STATED TASK A: From the Hunter X Hunter rant, list each obstacle or challenge that the show's side of the mock dialogue says the protagonists face.
STATED TASK B: Pick up the Hunter X Hunter rant and continue it from the point where it stops.

Wow. Someone just vented.
Yeah. No kidding. I’ll totally own that. I just really hate this writing habit. I hate a lot of them, but I was just sick for four days straight, stuck inside with anime logic for hours.
Actually, let me explain–and get out of the frame of some bullshit dungeon puzzle scene I made up.
Hunter X Hunter is terrible. I usually don’t call out a specific writer or piece of media on here anymore, but while I was sick, I decided to give it a watch because a friend recommended it months ago.
And I absolutely despise that show, because it is almost exclusively anime logic mindfucks so pointless that, after binging a few episodes, nothing mattered anymore.
The Show: The protagonists have to run really far because a butler with no mouth told them to, but it’s actually a really smart test, cause, like, how far they gotta run though?
Me: Uh . . . Whatever. Continue.
Show: Omfg, dude, how they gonna get down from this tower?
Me: I dunno. Run down?
Show: There’re man-eating demon babies though.
Me: Oh, for fuck’s–I don’t know. Catch one of the babies?
Show: There’s a trap door.
Me: Wha–That’s the laziest . . . Whatever. Fucking–I don’t care. Good.
Show: Oh shit. There’s a scary Frankenstein-man they gotta fight.
Me: Aren’t they all ridiculously strong except for the comic relief? Why is this even a–
Show: Frankenstein-man ain’t strong though–he lyin’.
Me: I– . . . Oh my God! Holy shit, dude, I don’t care!

PROVIDED DATA:

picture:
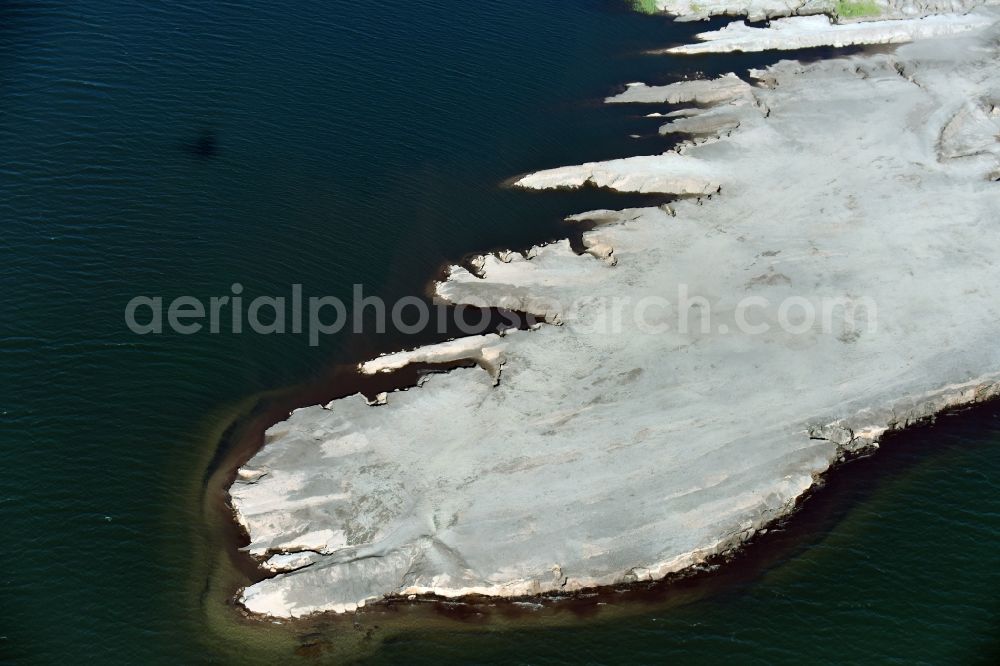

EXERCISE RESULT A:
- Running really far, because a butler with no mouth told them to
- Getting down from the tower
- Man-eating demon babies
- A scary Frankenstein-man they have to fight

EXERCISE RESULT B:
Show: Oh shit though; here comes a man with candles. Should the protagonist take the long one, or the short–
Me: AHHH!! Just . . . Why are you so determined to gotcha me with total fucking nonsense!? Why is this exam so goddamn long!? I just want to see what the writer does after it’s done! Wait–the entire first season is the exam? Well then, how many episodes are there in this seas–52!?
. . . Yeah, I completely gave up on Hunter X Hunter about two hours ago. I started this post two days ago though, after I started watching it, because I could not get over the thought that there’s a writer out there who grew up on a show like this. A writer . . . who still hasn’t shaken anime logic.
That idea made me really, really upset, because I grew up on video games and wasted . . . –ugh, I just did the math–I wasted . . . eleven years drafting and redrafting a novel that was so heavily steeped in stupid video game ideas that I didn’t pay attention to the emotional heart of the story at all. The novel, War of Exiles (which even sounds like the title of a bad mobile game), said nothing. It made no arguments, presented no emotional challenges to the characters, the reader, or anyone else, because I didn’t think about any of that; I didn’t even consider that it could say or do something important, cause all I cared about was making my characters look cool.
I’m not saying that making your characters look cool is bad–I’m not even saying that the Rule of Cool is bad (the entire anime genre is built around it, and there’s some anime that I absolutely love.) However, I’m pretty confident in saying that when logic takes center stage in anime . . . it is almost always bad.
And when that anime logic appears in other places, it’s worse. I’ve read another writer’s work that was full of anime logic. I’ve even seen it in published works; my favorite example was from a horrible Romance novel, in which the protagonist avoided being kidnapped in a store . . . by stabbing herself with her kidnapper’s knife, to which the kidnapper said, “Hmph. Pretty clever,” cause of course.
I am not a pro by any means. I’ve only been published once, and I’m neither an agent nor an editor. I am on the same level as any aspiring writer out there.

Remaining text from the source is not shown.